Giuliani had only seen a catalogue for “Sensation” when Mary Gay Taylor, a CBS reporter, asked him a question about the show at the prompting of the mayor’s aides. “Well, it offends me,” Giuliani replied
, immediately singling out Ofili’s image of the Virgin Mary
. “The idea of, in the name of art, having a city-subsidized building have so-called works of art in which people are throwing elephant dung at a picture of the Virgin Mary is sick. If somebody wants to do that privately and pay for that privately, well that’s what the First Amendment is all about,” he said, adding, “The city shouldn't have to pay for sick stuff.” Those two words—“sick stuff”—came to define the criticism of the show mounted by some Catholics who felt that using dung in a work with a religious icon like the Virgin Mary was offensive and sacrilegious. And certainly something that shouldn’t get public funding.
Even as Lehman and others defended the show, the mayor ramped up his rhetoric against the museum and threatened the $7 million it received from the city in operating expenses. This represented a mortally significant chunk of the museum’s $23 million budget. Also at stake were $20 million in capital improvement grants. Upping the ante, Michael D. Hess, the city’s corporate counsel, sent a letter to the museum saying that it was violating the terms of its lease and that the government could step in and replace the board of trustees with people who “have better judgment as to what is appropriate for this type of museum.” The potential of eviction loomed. Some wondered why Giuliani was taking such a strong stance. Did it have something to do with shoring up support among New York State Catholics in advance of a potential Senate run against Hillary Rodham Clinton? Did he really just hate the work? And if he did, was it because of the dung or because the Virgin Mary was black?

------------------------------------------------------------------------

* Instruction 1:
Answer these questions from the text about the "Sensation" show:
(a) Which CBS reporter asked Giuliani about the show?
(b) How much did the museum receive from the city in operating expenses?
(c) Who sent the museum a letter saying it was violating the terms of its lease?
* Instruction 2:
Report each line of the entries that contains the word "road". Case counts.

------------------------------------------------------------------------

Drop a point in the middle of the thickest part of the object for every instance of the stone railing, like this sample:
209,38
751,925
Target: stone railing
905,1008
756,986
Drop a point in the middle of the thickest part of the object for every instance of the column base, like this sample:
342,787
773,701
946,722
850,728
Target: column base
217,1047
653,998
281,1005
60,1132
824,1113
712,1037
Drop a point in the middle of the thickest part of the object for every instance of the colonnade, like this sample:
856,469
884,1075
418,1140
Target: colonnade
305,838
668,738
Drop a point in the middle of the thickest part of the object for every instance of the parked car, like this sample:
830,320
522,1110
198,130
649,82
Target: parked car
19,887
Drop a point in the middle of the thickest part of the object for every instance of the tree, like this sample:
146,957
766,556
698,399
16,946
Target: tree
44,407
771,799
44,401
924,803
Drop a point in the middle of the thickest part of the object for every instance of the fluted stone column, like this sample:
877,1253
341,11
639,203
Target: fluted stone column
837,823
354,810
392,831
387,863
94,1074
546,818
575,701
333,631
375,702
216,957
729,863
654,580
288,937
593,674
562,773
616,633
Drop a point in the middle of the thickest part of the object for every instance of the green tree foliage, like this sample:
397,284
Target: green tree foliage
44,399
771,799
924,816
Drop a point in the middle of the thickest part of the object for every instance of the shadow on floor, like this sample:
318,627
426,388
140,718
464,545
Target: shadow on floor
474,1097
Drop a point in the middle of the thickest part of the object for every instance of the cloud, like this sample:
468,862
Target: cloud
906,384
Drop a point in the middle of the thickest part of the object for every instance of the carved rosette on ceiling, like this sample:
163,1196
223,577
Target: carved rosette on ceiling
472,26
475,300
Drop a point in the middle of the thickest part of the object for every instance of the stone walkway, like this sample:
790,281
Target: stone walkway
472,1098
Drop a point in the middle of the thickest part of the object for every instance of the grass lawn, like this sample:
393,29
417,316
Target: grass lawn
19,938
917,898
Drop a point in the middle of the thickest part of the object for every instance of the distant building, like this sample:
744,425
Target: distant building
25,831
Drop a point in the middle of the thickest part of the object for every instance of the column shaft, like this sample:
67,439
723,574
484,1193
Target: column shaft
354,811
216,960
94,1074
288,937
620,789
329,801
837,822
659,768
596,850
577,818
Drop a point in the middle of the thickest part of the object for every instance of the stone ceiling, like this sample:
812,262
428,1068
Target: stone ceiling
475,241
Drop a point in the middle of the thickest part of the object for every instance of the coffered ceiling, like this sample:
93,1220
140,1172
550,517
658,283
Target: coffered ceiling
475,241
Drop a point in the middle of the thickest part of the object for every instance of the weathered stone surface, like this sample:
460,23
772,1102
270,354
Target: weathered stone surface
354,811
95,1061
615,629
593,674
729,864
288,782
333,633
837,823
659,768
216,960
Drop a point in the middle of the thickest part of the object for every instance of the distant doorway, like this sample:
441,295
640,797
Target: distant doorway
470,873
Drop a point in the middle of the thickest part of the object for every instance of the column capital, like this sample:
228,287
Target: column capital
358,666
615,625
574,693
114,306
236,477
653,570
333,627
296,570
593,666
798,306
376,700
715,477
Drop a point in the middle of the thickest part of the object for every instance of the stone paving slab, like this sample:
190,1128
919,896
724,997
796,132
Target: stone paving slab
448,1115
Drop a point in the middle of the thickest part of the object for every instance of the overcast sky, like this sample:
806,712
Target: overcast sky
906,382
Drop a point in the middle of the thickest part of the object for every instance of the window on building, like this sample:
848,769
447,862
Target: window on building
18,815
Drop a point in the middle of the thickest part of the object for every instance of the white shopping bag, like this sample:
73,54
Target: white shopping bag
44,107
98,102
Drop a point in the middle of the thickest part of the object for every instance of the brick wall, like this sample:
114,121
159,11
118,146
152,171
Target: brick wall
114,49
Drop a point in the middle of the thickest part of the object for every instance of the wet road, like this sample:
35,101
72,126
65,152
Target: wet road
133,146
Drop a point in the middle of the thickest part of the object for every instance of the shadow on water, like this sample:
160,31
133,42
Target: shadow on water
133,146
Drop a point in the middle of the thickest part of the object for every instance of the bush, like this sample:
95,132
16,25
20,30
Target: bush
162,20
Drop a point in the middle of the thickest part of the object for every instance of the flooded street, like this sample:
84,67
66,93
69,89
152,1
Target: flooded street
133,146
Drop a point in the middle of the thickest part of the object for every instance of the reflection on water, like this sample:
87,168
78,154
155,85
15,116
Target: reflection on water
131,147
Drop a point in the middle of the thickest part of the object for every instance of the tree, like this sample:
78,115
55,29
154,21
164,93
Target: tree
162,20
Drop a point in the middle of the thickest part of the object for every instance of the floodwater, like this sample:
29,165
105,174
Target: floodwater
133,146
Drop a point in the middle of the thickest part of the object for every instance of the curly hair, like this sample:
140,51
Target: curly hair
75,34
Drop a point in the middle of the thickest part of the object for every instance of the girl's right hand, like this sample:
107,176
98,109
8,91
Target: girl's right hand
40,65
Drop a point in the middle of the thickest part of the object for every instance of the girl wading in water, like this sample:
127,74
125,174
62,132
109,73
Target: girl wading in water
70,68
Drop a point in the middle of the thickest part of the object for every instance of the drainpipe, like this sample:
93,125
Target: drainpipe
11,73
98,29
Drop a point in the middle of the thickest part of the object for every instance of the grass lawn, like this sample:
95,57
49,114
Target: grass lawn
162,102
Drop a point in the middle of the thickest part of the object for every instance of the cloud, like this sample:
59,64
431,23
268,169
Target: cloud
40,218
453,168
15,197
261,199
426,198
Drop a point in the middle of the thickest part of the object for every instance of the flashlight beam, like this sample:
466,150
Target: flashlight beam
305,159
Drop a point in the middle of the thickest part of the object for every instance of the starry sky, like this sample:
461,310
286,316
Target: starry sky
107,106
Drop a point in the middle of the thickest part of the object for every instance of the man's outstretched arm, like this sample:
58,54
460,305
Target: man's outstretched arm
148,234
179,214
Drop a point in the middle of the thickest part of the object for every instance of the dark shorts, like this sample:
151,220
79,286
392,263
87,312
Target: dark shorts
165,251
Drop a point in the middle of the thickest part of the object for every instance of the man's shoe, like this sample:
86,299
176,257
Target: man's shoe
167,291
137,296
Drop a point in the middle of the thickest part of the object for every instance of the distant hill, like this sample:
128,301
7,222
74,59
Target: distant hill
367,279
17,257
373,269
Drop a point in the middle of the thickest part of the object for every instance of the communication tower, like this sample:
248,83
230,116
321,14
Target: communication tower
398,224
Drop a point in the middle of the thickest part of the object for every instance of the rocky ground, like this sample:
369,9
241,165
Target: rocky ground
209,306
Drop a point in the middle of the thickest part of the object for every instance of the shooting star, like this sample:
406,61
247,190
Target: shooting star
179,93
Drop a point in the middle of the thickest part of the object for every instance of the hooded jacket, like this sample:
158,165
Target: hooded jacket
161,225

------------------------------------------------------------------------

* Solution 1:
(a) Mary Gay Taylor
(b) $7 million
(c) Michael D. Hess, the city's corporate counsel

* Solution 2:
Drop a point in the middle of the thickest part of the object for every instance of the wet road, like this sample:
Target: wet road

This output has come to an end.